__SELECTED EXCERPT__.
Fingering Challenges

  1. Always, always, always SLAM YOUR VALVES DOWN AND RELEASE THEM QUICKLY, even in slow passages. You don’t want that “in between” sound unless you are doing it deliberately. Not only does it make your playing cleaner, it better trains your muscle memory. 
  2. USE YOUR METHOD BOOKS. Fast fingers are fun to develop, and become a form of “muscle memory” that you recall over and over. The best way to start is to learn all of your major, minor, and chromatic scales until you can play them smoothly and quickly by memory. Then work on various patterns, as is illustrated in the Arban Book, Clarke Technical Studies, Nagel Speed Studies, Plog Method, and Vizzutti Method. The hardest patterns involve “cross fingerings”… where two adjacent fingers are going in opposite directions. This is especially true of the 2nd and 3rd finger, since your third finger is the weakest of the three. To get better, try a few of these:
  3. FINGERS ONLY; For highly technical passages, play with fingers only, slamming the valves down and listening for the precise rhythm of the valves. Use proper hand position!!
  4. ISOLATE THE HARD PART, AND PLAY IT IN A REPEATING PATTERN. For example, if you have trouble with low D-to-F# (1-3 to 2), play just that combination over and over without pausing.

__DATA PROVIDED__.
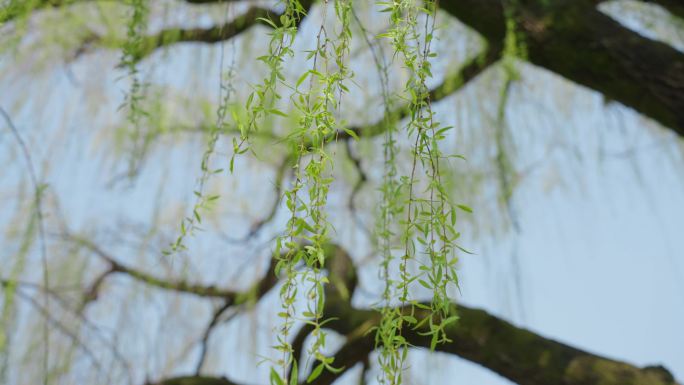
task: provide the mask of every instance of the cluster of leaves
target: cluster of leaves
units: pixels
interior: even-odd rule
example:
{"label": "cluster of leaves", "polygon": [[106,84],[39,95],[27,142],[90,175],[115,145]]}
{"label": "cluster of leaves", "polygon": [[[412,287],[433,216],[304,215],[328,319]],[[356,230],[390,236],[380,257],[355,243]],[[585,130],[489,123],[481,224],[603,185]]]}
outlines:
{"label": "cluster of leaves", "polygon": [[[325,266],[325,246],[331,230],[325,208],[333,181],[333,157],[328,153],[327,147],[336,139],[337,126],[344,125],[344,122],[337,121],[336,112],[339,112],[342,95],[348,91],[344,81],[352,76],[346,65],[352,37],[349,27],[351,1],[334,2],[340,31],[333,37],[329,35],[325,25],[329,5],[324,7],[316,47],[307,52],[307,60],[312,62],[312,66],[299,77],[290,96],[291,103],[300,116],[297,128],[286,138],[295,154],[294,183],[285,192],[290,220],[286,234],[278,238],[275,252],[276,256],[280,256],[276,273],[283,272],[285,276],[280,292],[283,310],[279,314],[283,322],[276,347],[284,354],[280,362],[284,373],[288,367],[297,366],[297,357],[293,355],[295,352],[288,336],[298,316],[295,308],[297,288],[302,283],[308,287],[305,293],[306,310],[301,313],[301,320],[312,329],[313,342],[308,353],[318,362],[308,381],[317,378],[323,369],[338,370],[332,366],[333,358],[326,357],[322,351],[326,341],[326,333],[322,329],[325,324],[322,320],[324,285],[328,283],[322,269]],[[281,253],[283,247],[285,252]],[[306,268],[298,270],[297,266],[302,263]],[[293,370],[291,382],[296,383],[296,376],[296,370]],[[278,377],[273,372],[272,378],[276,383]]]}
{"label": "cluster of leaves", "polygon": [[[436,4],[434,1],[418,4],[412,0],[380,1],[378,4],[390,15],[390,29],[380,36],[390,39],[395,55],[403,58],[403,66],[409,73],[404,90],[409,111],[406,132],[409,138],[414,138],[411,173],[401,176],[398,182],[393,165],[396,151],[394,139],[388,135],[385,142],[385,181],[382,189],[385,202],[380,236],[383,238],[386,285],[383,318],[376,331],[376,342],[380,348],[380,381],[395,385],[402,382],[408,348],[402,329],[420,328],[427,324],[427,334],[432,338],[431,347],[434,349],[437,343],[448,341],[444,328],[458,319],[452,314],[453,307],[447,289],[450,283],[458,284],[455,270],[457,260],[453,254],[454,249],[459,247],[455,244],[459,233],[454,229],[457,206],[450,203],[440,175],[440,162],[445,156],[439,150],[439,141],[445,138],[450,127],[441,127],[434,120],[427,87],[427,80],[432,76],[430,59],[436,56],[430,49]],[[420,171],[423,175],[419,175]],[[424,182],[424,191],[417,192],[421,187],[420,180]],[[408,197],[405,202],[399,198],[402,191]],[[470,211],[466,206],[458,207]],[[404,226],[404,250],[399,263],[399,279],[392,280],[389,266],[393,259],[390,241],[393,234],[389,222],[404,211],[406,219],[400,221]],[[417,258],[419,253],[427,256],[427,261]],[[410,261],[419,264],[417,274],[411,271]],[[410,287],[414,282],[432,292],[429,305],[410,297]],[[395,296],[412,309],[408,314],[390,304],[390,299]],[[414,316],[415,308],[428,309],[430,315],[418,320]]]}
{"label": "cluster of leaves", "polygon": [[[128,119],[136,128],[145,111],[140,105],[144,94],[144,83],[139,79],[137,62],[143,44],[143,33],[147,25],[148,6],[146,0],[129,0],[131,17],[127,24],[128,37],[123,47],[121,64],[128,70],[132,88],[127,96]],[[382,271],[385,289],[382,299],[382,320],[376,330],[376,341],[380,349],[379,364],[382,368],[382,383],[400,384],[408,348],[402,337],[404,328],[423,328],[432,338],[432,348],[447,341],[444,327],[457,320],[453,314],[452,302],[448,296],[449,284],[457,285],[454,257],[455,240],[459,234],[454,230],[456,208],[470,211],[466,206],[453,205],[442,183],[440,162],[445,156],[439,150],[439,142],[445,138],[449,127],[442,127],[434,119],[427,81],[432,76],[430,60],[436,56],[431,51],[436,18],[436,1],[414,0],[379,1],[379,5],[390,15],[390,28],[379,35],[391,41],[395,57],[403,59],[403,66],[409,73],[403,97],[407,105],[408,123],[406,135],[412,146],[412,168],[409,175],[399,176],[396,154],[399,151],[397,124],[390,113],[392,98],[388,85],[388,66],[381,65],[378,55],[376,64],[383,79],[383,100],[386,110],[386,132],[384,150],[384,178],[382,203],[377,235],[383,255]],[[293,164],[293,182],[284,192],[286,207],[290,212],[283,235],[275,245],[275,274],[283,278],[280,289],[281,325],[278,330],[275,349],[282,358],[271,368],[271,383],[298,382],[297,358],[290,342],[296,322],[308,324],[313,342],[308,356],[316,361],[308,380],[313,381],[323,370],[337,371],[333,358],[324,354],[326,333],[324,320],[325,285],[328,278],[323,271],[326,265],[326,245],[330,240],[332,226],[328,221],[326,206],[333,181],[333,158],[330,144],[337,139],[340,130],[356,138],[356,133],[344,128],[340,121],[340,104],[348,91],[345,81],[353,74],[347,66],[352,32],[350,21],[353,15],[351,0],[326,1],[322,6],[323,17],[316,35],[316,46],[306,51],[311,67],[302,73],[295,84],[287,84],[284,75],[285,62],[295,56],[293,49],[299,21],[305,15],[305,8],[298,0],[283,1],[284,10],[277,20],[262,19],[272,27],[268,52],[258,60],[268,67],[268,73],[248,96],[245,113],[232,115],[239,136],[233,138],[233,156],[230,171],[238,155],[253,151],[250,139],[259,130],[262,121],[270,116],[297,116],[296,127],[286,135],[284,142],[290,147]],[[334,8],[334,33],[326,23],[329,8]],[[422,24],[421,24],[422,23]],[[223,55],[221,55],[223,58]],[[223,59],[222,59],[223,60]],[[221,64],[223,70],[223,64]],[[223,75],[222,75],[223,76]],[[280,90],[290,90],[289,101],[293,111],[285,113],[278,109],[283,98]],[[206,196],[204,186],[211,175],[222,170],[210,166],[211,156],[226,125],[227,107],[234,93],[230,83],[221,79],[217,123],[209,135],[207,150],[202,157],[199,187],[195,191],[196,203],[192,215],[181,222],[181,234],[171,245],[170,254],[184,249],[184,237],[192,234],[201,223],[200,211],[218,196]],[[340,128],[342,127],[342,128]],[[138,139],[138,138],[134,138]],[[400,216],[405,219],[400,219]],[[402,254],[398,260],[398,278],[393,278],[392,266],[395,245],[395,222],[401,227],[400,242]],[[422,257],[421,257],[422,254]],[[409,264],[417,263],[418,272]],[[420,284],[432,292],[432,300],[425,305],[410,295],[414,284]],[[303,293],[305,309],[296,307],[298,291]],[[411,309],[393,306],[398,298],[402,305]],[[430,310],[429,316],[416,319],[416,308]]]}
{"label": "cluster of leaves", "polygon": [[128,173],[132,176],[138,168],[137,162],[144,156],[150,139],[145,137],[142,129],[142,120],[148,113],[143,105],[146,84],[142,80],[138,68],[150,9],[147,0],[127,0],[126,4],[130,11],[126,23],[126,40],[122,47],[119,66],[126,70],[131,82],[122,108],[127,109],[127,120],[132,126],[130,141],[133,145],[133,151],[128,168]]}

__GIVEN EXERCISE A__. Return the part of the text on fingering challenges that opens with the words containing "2. USE YOUR" and closes with "proper hand position!!", copied word for word.
__GIVEN EXERCISE B__. Resume the text on fingering challenges, picking up right after its last sentence.

__EXPECTED ANSWER A__.
2. USE YOUR METHOD BOOKS. Fast fingers are fun to develop, and become a form of “muscle memory” that you recall over and over. The best way to start is to learn all of your major, minor, and chromatic scales until you can play them smoothly and quickly by memory. Then work on various patterns, as is illustrated in the Arban Book, Clarke Technical Studies, Nagel Speed Studies, Plog Method, and Vizzutti Method. The hardest patterns involve “cross fingerings”… where two adjacent fingers are going in opposite directions. This is especially true of the 2nd and 3rd finger, since your third finger is the weakest of the three. To get better, try a few of these:
  3. FINGERS ONLY; For highly technical passages, play with fingers only, slamming the valves down and listening for the precise rhythm of the valves. Use proper hand position!!

__EXPECTED ANSWER B__.
  5. PLAY IT BACKWARDS AND FORWARDS. This also works for pitch challenges. If you are having trouble, for example, with the beginning of your C# major scale, just play the first 5 notes, up and down, in a repeating pattern (note that this is like Clarke Technical Studies, Fifth Study). 
  6. CHANGE THE RHYTHM of difficult fast sections, just for practice and to keep it interesting… and also to speed up portions of the passage. For example, try playing a difficult stretch of 1/16 notes as follows:
    1. As a dotted-eighth-sixteenth rhythm
    2. As a sixteenth-dotted-eighth rhythm
    3. As an eighth-plus-two-sixteenth or eighth-plus-triplet rhythm.
  7. PLAY IT WITH YOUR LEFT HAND. You would be surprised how well and how quickly this works. I don’t know why it works; perhaps because it forces you to focus, or maybe there is some kind of brain symmetry going on. But it does! Try it!